Challenge
In the passage about Mulholland, explain in one to three sentences why his account partly restores the reputation of the Anglo-Irish Agreement of 1985.

In his discussion of the more recent period, he identifies details that may well have escaped general or partisan audiences. While many will be used to hearing predictions about the demographic inevitability of a united Ireland, Mulholland demonstrates instead that Northern Irish Catholics have historically been far from unanimous in support of this objective. The minimal influence that Mulholland estimates Sinn Féin played in determining the political structures to emanate from the Good Friday Agreement will surprise some British readers, and Mulholland also partially restores the reputation of the maligned Anglo-Irish Agreement of 1985, suggesting it made a significant contribution to the "peace process".

Material shown
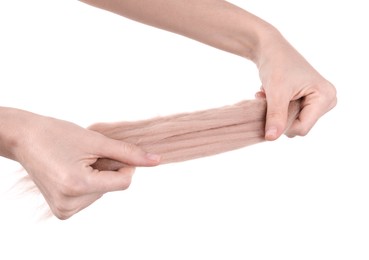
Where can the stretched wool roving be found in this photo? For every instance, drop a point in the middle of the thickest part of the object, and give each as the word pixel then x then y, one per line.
pixel 193 135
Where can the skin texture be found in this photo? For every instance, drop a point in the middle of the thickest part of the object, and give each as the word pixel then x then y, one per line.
pixel 63 172
pixel 58 155
pixel 193 135
pixel 285 75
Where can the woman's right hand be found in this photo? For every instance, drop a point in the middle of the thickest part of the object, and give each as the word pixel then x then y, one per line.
pixel 58 156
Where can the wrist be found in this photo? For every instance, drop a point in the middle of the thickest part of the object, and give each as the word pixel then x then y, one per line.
pixel 270 40
pixel 14 129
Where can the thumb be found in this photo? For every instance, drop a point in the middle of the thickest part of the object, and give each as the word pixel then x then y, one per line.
pixel 276 117
pixel 126 153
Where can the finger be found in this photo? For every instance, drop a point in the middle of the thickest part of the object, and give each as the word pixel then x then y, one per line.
pixel 260 95
pixel 126 153
pixel 107 181
pixel 307 118
pixel 276 118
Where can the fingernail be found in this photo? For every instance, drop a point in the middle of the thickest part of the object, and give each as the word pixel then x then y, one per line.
pixel 153 157
pixel 271 133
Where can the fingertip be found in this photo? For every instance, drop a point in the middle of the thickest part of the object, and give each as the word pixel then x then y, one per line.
pixel 153 159
pixel 271 133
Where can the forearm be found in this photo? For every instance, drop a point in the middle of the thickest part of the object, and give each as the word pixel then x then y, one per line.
pixel 214 22
pixel 13 123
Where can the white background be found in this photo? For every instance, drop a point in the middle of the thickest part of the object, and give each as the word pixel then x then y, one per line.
pixel 301 198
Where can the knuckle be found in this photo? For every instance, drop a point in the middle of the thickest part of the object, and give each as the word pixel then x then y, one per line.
pixel 72 187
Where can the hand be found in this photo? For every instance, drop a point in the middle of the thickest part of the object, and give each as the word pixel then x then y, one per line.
pixel 286 76
pixel 58 156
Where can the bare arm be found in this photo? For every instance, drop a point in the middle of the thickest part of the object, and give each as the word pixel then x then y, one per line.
pixel 213 22
pixel 58 156
pixel 284 73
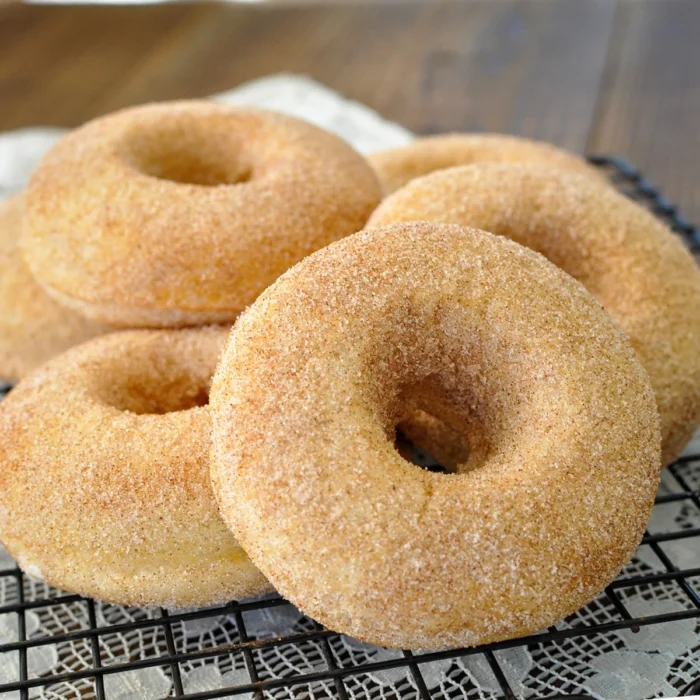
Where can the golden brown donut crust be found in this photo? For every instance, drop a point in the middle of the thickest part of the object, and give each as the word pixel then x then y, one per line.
pixel 637 268
pixel 181 213
pixel 33 327
pixel 397 166
pixel 496 341
pixel 104 486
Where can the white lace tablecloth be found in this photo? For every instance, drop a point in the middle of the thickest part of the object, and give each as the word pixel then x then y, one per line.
pixel 656 661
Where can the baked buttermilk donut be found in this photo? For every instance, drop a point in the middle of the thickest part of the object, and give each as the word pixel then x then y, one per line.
pixel 181 213
pixel 497 342
pixel 397 166
pixel 33 327
pixel 104 479
pixel 637 268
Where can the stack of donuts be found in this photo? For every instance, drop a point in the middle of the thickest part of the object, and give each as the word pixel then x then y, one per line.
pixel 219 318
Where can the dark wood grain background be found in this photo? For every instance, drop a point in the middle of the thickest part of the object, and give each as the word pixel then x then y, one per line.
pixel 593 75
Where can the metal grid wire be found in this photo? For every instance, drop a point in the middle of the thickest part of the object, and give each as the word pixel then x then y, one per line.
pixel 93 642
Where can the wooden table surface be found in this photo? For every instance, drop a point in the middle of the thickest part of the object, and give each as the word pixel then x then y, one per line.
pixel 592 75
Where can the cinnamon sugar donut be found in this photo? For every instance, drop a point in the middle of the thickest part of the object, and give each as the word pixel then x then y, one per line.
pixel 397 166
pixel 104 485
pixel 33 327
pixel 181 213
pixel 504 347
pixel 637 268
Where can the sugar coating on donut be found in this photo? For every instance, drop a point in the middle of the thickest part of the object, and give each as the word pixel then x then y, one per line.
pixel 182 213
pixel 33 327
pixel 397 166
pixel 636 267
pixel 104 487
pixel 492 339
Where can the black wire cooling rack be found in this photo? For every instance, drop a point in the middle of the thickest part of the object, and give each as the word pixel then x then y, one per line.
pixel 91 643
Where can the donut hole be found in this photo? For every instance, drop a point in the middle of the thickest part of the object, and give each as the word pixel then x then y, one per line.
pixel 157 400
pixel 158 386
pixel 427 441
pixel 188 156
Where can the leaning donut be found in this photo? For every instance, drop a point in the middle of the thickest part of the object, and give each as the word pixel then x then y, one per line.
pixel 636 267
pixel 397 166
pixel 33 327
pixel 497 342
pixel 104 479
pixel 182 213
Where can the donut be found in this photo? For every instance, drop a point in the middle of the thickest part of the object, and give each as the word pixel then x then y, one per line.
pixel 33 327
pixel 181 213
pixel 637 268
pixel 397 166
pixel 495 341
pixel 104 485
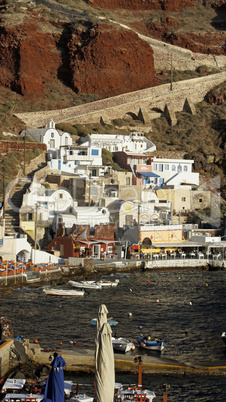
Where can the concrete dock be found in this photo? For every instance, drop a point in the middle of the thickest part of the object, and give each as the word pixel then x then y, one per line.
pixel 82 360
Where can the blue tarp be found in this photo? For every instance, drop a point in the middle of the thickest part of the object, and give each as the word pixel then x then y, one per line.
pixel 54 390
pixel 148 174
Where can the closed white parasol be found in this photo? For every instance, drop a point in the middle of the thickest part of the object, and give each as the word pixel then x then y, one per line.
pixel 104 359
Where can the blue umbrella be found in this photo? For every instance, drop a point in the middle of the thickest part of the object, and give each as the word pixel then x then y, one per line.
pixel 54 390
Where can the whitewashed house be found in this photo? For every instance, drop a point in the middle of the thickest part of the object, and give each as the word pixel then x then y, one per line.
pixel 40 208
pixel 75 159
pixel 135 142
pixel 50 136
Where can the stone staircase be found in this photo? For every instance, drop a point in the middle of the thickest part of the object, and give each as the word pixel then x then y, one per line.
pixel 12 224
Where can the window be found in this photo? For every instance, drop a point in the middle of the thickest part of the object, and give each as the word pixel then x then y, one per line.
pixel 52 144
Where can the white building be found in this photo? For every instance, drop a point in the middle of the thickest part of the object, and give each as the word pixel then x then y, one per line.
pixel 40 208
pixel 135 142
pixel 174 172
pixel 85 216
pixel 50 136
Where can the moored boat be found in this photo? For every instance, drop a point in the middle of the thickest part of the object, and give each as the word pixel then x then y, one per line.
pixel 147 343
pixel 111 322
pixel 84 284
pixel 104 283
pixel 63 292
pixel 122 345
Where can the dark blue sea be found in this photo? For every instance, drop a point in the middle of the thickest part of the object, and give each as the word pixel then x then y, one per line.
pixel 187 310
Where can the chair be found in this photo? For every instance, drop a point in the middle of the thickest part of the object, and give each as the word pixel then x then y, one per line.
pixel 140 398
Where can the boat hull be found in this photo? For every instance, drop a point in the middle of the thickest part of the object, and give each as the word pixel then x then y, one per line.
pixel 145 343
pixel 122 345
pixel 63 293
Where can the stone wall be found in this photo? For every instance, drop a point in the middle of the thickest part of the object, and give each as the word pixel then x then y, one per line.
pixel 148 100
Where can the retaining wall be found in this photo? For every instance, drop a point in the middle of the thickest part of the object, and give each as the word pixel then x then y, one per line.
pixel 148 100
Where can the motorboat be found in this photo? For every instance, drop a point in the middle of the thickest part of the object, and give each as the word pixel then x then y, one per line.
pixel 85 284
pixel 13 385
pixel 81 398
pixel 147 343
pixel 110 321
pixel 104 283
pixel 13 397
pixel 223 337
pixel 122 345
pixel 63 292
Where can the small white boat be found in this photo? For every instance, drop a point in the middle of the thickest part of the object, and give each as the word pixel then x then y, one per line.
pixel 103 283
pixel 84 284
pixel 23 397
pixel 63 292
pixel 132 393
pixel 122 345
pixel 110 321
pixel 81 398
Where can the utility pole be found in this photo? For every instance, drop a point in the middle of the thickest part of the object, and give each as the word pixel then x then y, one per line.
pixel 171 72
pixel 90 175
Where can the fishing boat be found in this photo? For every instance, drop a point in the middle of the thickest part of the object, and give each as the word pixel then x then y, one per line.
pixel 147 343
pixel 85 284
pixel 23 397
pixel 122 345
pixel 63 292
pixel 104 283
pixel 13 385
pixel 81 398
pixel 110 321
pixel 134 393
pixel 223 337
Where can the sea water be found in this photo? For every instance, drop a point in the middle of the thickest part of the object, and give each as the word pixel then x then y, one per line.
pixel 187 310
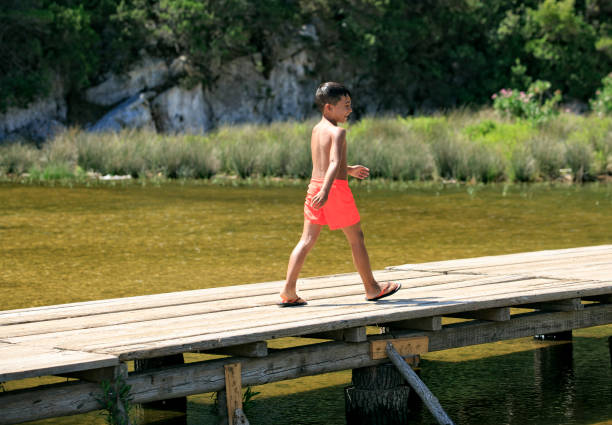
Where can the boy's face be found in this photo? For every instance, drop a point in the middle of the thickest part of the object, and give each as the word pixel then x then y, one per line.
pixel 341 110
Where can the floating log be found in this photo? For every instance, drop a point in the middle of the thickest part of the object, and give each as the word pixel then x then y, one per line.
pixel 357 334
pixel 492 314
pixel 202 377
pixel 255 349
pixel 379 396
pixel 419 387
pixel 572 304
pixel 433 323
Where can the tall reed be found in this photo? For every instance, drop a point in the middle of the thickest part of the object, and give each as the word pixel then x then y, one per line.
pixel 460 145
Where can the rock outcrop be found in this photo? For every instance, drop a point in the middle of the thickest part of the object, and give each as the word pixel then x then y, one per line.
pixel 41 120
pixel 146 75
pixel 180 110
pixel 134 113
pixel 150 97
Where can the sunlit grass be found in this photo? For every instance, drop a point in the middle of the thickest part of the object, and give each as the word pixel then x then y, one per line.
pixel 460 145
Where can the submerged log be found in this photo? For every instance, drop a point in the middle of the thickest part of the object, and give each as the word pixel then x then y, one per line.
pixel 379 396
pixel 178 404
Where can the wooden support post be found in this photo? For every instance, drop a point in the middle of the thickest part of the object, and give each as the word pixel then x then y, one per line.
pixel 418 386
pixel 405 346
pixel 379 396
pixel 610 349
pixel 491 314
pixel 423 324
pixel 178 404
pixel 233 391
pixel 347 335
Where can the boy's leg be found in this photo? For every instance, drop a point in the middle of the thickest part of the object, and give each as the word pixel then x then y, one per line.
pixel 298 255
pixel 361 259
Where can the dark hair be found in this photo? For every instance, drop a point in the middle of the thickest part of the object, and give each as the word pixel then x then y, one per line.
pixel 331 93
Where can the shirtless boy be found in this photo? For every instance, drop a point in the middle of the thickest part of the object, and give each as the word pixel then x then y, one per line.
pixel 329 199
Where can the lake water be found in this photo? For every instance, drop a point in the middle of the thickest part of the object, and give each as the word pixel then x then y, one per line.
pixel 64 244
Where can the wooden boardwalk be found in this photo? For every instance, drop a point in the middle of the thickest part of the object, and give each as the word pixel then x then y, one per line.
pixel 73 339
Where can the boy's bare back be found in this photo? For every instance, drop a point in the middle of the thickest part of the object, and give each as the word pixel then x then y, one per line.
pixel 328 144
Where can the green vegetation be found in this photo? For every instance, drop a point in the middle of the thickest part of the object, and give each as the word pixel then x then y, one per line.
pixel 419 55
pixel 602 103
pixel 461 146
pixel 115 401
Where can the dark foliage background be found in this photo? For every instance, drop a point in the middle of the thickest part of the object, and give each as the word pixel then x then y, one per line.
pixel 422 53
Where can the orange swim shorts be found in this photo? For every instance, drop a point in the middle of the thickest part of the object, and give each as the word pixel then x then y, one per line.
pixel 339 211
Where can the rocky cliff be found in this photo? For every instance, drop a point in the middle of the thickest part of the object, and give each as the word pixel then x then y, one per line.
pixel 153 95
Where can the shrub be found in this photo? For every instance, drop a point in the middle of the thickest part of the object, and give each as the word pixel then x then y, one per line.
pixel 533 105
pixel 549 156
pixel 17 158
pixel 580 158
pixel 524 165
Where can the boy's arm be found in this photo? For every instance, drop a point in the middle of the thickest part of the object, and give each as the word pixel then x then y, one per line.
pixel 335 153
pixel 358 171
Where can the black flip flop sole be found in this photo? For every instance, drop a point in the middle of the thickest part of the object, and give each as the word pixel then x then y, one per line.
pixel 399 285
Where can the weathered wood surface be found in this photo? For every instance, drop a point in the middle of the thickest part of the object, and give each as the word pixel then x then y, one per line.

Exercise output
Mulholland suggests that the Anglo-Irish Agreement of 1985, which had been maligned, made a significant contribution to the "peace process." That assessment partly restores its reputation.